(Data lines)
────

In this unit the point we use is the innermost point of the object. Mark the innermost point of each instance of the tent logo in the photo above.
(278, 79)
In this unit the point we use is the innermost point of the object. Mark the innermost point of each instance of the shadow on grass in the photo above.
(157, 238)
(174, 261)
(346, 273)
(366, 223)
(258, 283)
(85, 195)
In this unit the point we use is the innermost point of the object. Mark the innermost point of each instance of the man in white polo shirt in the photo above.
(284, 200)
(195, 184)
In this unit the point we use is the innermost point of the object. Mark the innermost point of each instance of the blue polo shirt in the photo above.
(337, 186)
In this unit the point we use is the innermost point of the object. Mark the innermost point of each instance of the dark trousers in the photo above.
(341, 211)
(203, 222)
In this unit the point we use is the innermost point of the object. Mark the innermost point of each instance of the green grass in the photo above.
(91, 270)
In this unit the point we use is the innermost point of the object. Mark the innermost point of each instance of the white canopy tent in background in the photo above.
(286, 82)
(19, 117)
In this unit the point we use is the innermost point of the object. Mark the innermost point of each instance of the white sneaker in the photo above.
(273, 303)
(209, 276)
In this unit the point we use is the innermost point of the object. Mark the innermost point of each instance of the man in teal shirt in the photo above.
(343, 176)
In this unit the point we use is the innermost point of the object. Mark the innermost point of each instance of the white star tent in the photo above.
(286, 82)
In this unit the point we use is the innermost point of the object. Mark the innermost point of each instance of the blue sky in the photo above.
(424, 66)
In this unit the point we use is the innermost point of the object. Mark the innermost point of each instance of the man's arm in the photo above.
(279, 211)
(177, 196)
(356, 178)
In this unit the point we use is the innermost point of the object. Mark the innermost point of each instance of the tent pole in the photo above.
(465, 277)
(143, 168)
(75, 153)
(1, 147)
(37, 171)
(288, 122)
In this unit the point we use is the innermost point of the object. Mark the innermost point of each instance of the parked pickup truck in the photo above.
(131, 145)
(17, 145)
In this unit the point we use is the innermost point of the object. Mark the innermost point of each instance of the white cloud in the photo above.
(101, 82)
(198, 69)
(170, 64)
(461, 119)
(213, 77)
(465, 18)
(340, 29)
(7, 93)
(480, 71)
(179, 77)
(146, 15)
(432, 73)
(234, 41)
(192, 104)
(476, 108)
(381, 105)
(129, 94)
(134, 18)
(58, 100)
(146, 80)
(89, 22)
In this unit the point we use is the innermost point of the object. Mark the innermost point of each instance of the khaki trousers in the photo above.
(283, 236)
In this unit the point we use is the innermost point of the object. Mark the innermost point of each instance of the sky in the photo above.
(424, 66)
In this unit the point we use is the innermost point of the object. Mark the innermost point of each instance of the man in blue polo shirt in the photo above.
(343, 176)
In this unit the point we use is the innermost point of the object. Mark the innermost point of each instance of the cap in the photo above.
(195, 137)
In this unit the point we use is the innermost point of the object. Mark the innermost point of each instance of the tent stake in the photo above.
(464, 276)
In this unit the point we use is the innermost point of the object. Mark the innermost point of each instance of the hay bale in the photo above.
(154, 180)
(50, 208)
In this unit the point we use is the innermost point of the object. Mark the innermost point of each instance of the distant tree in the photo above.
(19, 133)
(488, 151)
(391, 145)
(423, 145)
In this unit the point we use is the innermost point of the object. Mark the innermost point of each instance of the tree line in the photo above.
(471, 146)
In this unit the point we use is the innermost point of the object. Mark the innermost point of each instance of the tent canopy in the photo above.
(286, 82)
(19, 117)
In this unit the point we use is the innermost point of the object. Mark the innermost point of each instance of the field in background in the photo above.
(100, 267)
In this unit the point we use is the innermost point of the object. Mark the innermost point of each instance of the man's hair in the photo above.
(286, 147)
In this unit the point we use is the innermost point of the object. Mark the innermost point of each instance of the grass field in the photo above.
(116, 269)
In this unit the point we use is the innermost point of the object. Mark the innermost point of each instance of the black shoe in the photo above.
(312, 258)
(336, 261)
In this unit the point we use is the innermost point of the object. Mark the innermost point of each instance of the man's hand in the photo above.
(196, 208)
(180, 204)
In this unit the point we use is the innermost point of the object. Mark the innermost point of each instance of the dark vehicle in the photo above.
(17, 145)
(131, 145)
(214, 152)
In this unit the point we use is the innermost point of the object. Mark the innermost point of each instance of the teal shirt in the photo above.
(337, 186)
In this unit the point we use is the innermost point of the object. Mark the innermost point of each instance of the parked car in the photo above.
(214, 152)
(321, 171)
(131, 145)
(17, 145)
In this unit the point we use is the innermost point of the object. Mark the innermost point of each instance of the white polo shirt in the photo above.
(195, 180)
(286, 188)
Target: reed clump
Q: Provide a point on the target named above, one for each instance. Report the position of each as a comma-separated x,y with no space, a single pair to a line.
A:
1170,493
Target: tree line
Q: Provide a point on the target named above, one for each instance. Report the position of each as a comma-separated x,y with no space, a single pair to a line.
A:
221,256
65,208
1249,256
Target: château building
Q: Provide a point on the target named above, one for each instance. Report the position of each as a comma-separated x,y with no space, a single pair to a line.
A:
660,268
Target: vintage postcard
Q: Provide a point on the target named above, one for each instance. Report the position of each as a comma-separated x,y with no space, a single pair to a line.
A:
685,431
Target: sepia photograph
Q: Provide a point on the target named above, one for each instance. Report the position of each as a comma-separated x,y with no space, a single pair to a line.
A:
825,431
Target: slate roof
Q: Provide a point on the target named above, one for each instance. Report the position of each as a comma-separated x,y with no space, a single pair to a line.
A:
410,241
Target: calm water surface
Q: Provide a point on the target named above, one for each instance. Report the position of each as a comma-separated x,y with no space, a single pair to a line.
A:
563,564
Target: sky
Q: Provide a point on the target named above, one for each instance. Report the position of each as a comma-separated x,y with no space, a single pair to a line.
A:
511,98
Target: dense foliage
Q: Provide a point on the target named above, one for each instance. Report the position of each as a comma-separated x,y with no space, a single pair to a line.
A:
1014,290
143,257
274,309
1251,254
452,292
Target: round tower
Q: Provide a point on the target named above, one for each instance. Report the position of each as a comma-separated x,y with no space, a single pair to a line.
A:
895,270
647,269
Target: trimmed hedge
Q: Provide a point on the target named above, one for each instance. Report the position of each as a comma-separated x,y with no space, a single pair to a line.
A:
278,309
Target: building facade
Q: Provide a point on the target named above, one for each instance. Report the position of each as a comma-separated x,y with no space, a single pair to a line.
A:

────

** What you should do **
Format all of the records above as a Markdown table with two columns, No. and Line. Put each line in its own numbered row and leave out any blank lines.

** Full solution **
| No. | Line |
|---|---|
| 1 | In this unit the point we use is the innermost point of the object. Mark the innermost point of each instance of the tent logo in the photo above. |
| 2 | (278, 79) |
| 3 | In this unit the point we use is the innermost point of the object. Mark the innermost point of each instance of the shadow on grass in the photo above. |
| 4 | (157, 238) |
| 5 | (174, 261) |
| 6 | (346, 273) |
| 7 | (366, 223) |
| 8 | (258, 283) |
| 9 | (85, 195) |
| 10 | In this unit the point we use is the innermost point of the object. Mark the innermost point of each instance of the man in white polo shirt in the photo above. |
| 11 | (284, 200) |
| 12 | (195, 184) |
| 13 | In this unit the point we use is the innermost point of the object. Mark the innermost point of each instance of the blue polo shirt in the photo above. |
| 14 | (337, 186) |
| 15 | In this unit the point we use is the innermost point of the object. Mark the innermost point of each instance of the dark trousers in the photo above. |
| 16 | (341, 211) |
| 17 | (203, 222) |
| 18 | In this unit the point we use is the innermost point of the object. Mark the innermost point of each instance of the green grass in the photo above. |
| 19 | (91, 270) |
| 20 | In this unit the point we use is the innermost point of the object. Mark the innermost point of each instance of the white canopy tent in background in the photo above. |
| 21 | (286, 82) |
| 22 | (19, 117) |
| 23 | In this unit the point we use is the innermost point of the object. Mark the innermost point of each instance of the white sneaker in the photo above. |
| 24 | (273, 303) |
| 25 | (209, 276) |
| 26 | In this unit the point we use is the innermost point of the object. Mark the innermost point of each instance of the man in teal shirt in the photo above. |
| 27 | (343, 176) |
| 28 | In this unit the point we use is the innermost point of the object. Mark the innermost point of each instance of the white star tent in the photo above. |
| 29 | (286, 82) |
| 30 | In this unit the point we use is the innermost point of the object. Mark the innermost point of each instance of the blue sky in the photo above. |
| 31 | (424, 66) |
| 32 | In this unit the point we use is the innermost point of the object. Mark the innermost point of each instance of the man's arm in the photo above. |
| 33 | (279, 211) |
| 34 | (177, 196) |
| 35 | (356, 178) |
| 36 | In this unit the point we use is the innermost point of the object. Mark the innermost point of each instance of the tent pole in the photo above. |
| 37 | (465, 277) |
| 38 | (143, 168) |
| 39 | (75, 153) |
| 40 | (1, 147) |
| 41 | (37, 171) |
| 42 | (288, 122) |
| 43 | In this unit the point we use is the innermost point of the object. Mark the innermost point of each instance of the parked pickup truck in the photo above. |
| 44 | (131, 145) |
| 45 | (17, 145) |
| 46 | In this unit the point we use is the innermost point of the object. Mark the innermost point of each instance of the white cloud in the photo above. |
| 47 | (101, 82) |
| 48 | (198, 69) |
| 49 | (170, 64) |
| 50 | (461, 119) |
| 51 | (213, 77) |
| 52 | (465, 18) |
| 53 | (340, 29) |
| 54 | (7, 93) |
| 55 | (480, 71) |
| 56 | (179, 77) |
| 57 | (146, 15) |
| 58 | (432, 73) |
| 59 | (234, 41) |
| 60 | (192, 104) |
| 61 | (476, 108) |
| 62 | (381, 105) |
| 63 | (129, 94) |
| 64 | (134, 18) |
| 65 | (58, 100) |
| 66 | (146, 80) |
| 67 | (89, 22) |
| 68 | In this unit the point we use is the innermost point of the object. Mark the innermost point of each instance of the khaki trousers in the photo above. |
| 69 | (283, 236) |
| 70 | In this unit the point we use is the innermost point of the object. Mark the innermost point of each instance of the sky in the photo above. |
| 71 | (424, 66) |
| 72 | In this unit the point we use is the innermost point of the object. Mark the innermost point of each instance of the man in blue polo shirt in the photo above. |
| 73 | (343, 176) |
| 74 | In this unit the point we use is the innermost point of the object. Mark the innermost point of each instance of the cap in the photo above. |
| 75 | (195, 137) |
| 76 | In this unit the point we use is the innermost point of the object. Mark the innermost point of each instance of the tent stake in the photo above. |
| 77 | (464, 276) |
| 78 | In this unit the point we use is the innermost point of the object. Mark the innermost point of each instance of the hay bale in the photo above. |
| 79 | (154, 180) |
| 80 | (50, 208) |
| 81 | In this unit the point we use is the innermost point of the object. Mark the innermost point of each instance of the distant tree in the photo above. |
| 82 | (19, 133) |
| 83 | (488, 151) |
| 84 | (391, 145) |
| 85 | (423, 145) |
| 86 | In this unit the point we use is the innermost point of the object. Mark the innermost point of each instance of the tree line in the photo above. |
| 87 | (471, 146) |
| 88 | In this unit the point we use is the innermost point of the object. Mark the innermost point of each instance of the tent canopy in the photo above. |
| 89 | (286, 82) |
| 90 | (19, 117) |
| 91 | In this unit the point we use is the innermost point of the object. Mark the innermost point of each instance of the field in background in the photo above. |
| 92 | (100, 267) |
| 93 | In this unit the point we use is the innermost point of the object. Mark the innermost point of each instance of the man's hair in the photo above. |
| 94 | (286, 147) |
| 95 | In this unit the point we use is the innermost point of the object. Mark the innermost point of each instance of the grass field in the photo above. |
| 96 | (116, 269) |
| 97 | In this unit the point we use is the innermost point of the object. Mark the innermost point of each instance of the black shoe in the photo above. |
| 98 | (312, 258) |
| 99 | (336, 261) |
| 100 | In this unit the point we use is the innermost point of the object. Mark the innermost point of each instance of the man's hand in the photo above. |
| 101 | (196, 208) |
| 102 | (180, 204) |
| 103 | In this unit the point we use is the innermost point of the object. Mark the innermost point of each instance of the dark vehicle in the photo above. |
| 104 | (17, 145) |
| 105 | (131, 145) |
| 106 | (214, 152) |
| 107 | In this unit the point we use is the innermost point of the object. Mark the innermost point of each instance of the teal shirt in the photo above. |
| 108 | (337, 186) |
| 109 | In this unit the point we use is the innermost point of the object. Mark the innermost point of each instance of the parked car in the photo above. |
| 110 | (214, 152) |
| 111 | (321, 171) |
| 112 | (131, 145) |
| 113 | (17, 145) |
| 114 | In this unit the point we use is the innermost point of the object. Mark the innermost point of each instance of the white polo shirt in the photo above. |
| 115 | (195, 180) |
| 116 | (286, 188) |
| 117 | Target: reed clump |
| 118 | Q: Provide a point on the target named above, one for each instance. Report the position of each as a comma-separated x,y with no space, a single pair to a line. |
| 119 | A: |
| 120 | 1170,493 |
| 121 | Target: tree line |
| 122 | Q: Provide a point on the target named above, one for each instance. Report the position of each as a comma-separated x,y with no space, a single pair to a line. |
| 123 | A: |
| 124 | 221,256 |
| 125 | 65,208 |
| 126 | 1249,256 |
| 127 | Target: château building |
| 128 | Q: Provide a point on the target named above, one for each instance. Report the position of each as a comma-separated x,y with no space, a single pair to a line. |
| 129 | A: |
| 130 | 660,268 |
| 131 | Target: vintage postcard |
| 132 | Q: Provide a point on the target named above, one for each instance. Report the position of each as a comma-separated x,y with no space, a single pair to a line. |
| 133 | A: |
| 134 | 685,431 |
| 135 | Target: sepia photograph |
| 136 | Q: Provide a point on the target named above, one for each instance. Report the position of each as a comma-separated x,y with no space, a single pair to a line. |
| 137 | A: |
| 138 | 825,431 |
| 139 | Target: slate roof |
| 140 | Q: Provide a point on the target named above, one for each instance. Report the position of each as a comma-separated x,y with no space, a single pair to a line. |
| 141 | A: |
| 142 | 410,241 |
| 143 | Target: calm water surface |
| 144 | Q: Provide a point on the target named above, one for each instance. Report the position of each as a comma-separated x,y with no space, a single pair to a line. |
| 145 | A: |
| 146 | 563,564 |
| 147 | Target: sky |
| 148 | Q: Provide a point on the target named above, one for each instance. Report the position of each as a comma-separated x,y with no space, a single pair to a line. |
| 149 | A: |
| 150 | 511,98 |
| 151 | Target: dense foliage |
| 152 | Q: Provide a point on the target named above, one for each instance. Report the position of each as a comma-separated x,y with no space, a single pair to a line. |
| 153 | A: |
| 154 | 1014,290 |
| 155 | 143,257 |
| 156 | 274,309 |
| 157 | 1251,254 |
| 158 | 452,292 |
| 159 | Target: round tower |
| 160 | Q: Provide a point on the target named above, one for each instance. Report the position of each as a comma-separated x,y with no space, a single pair to a line. |
| 161 | A: |
| 162 | 895,270 |
| 163 | 647,269 |
| 164 | Target: trimmed hedge |
| 165 | Q: Provide a point on the target named above, one for each instance. Report the position of each as a comma-separated x,y with no space, a single pair to a line. |
| 166 | A: |
| 167 | 278,309 |
| 168 | Target: building facade |
| 169 | Q: Provide a point on the target named above, one for each instance. Report the position of each as a comma-separated x,y with no space, a single pair to a line. |
| 170 | A: |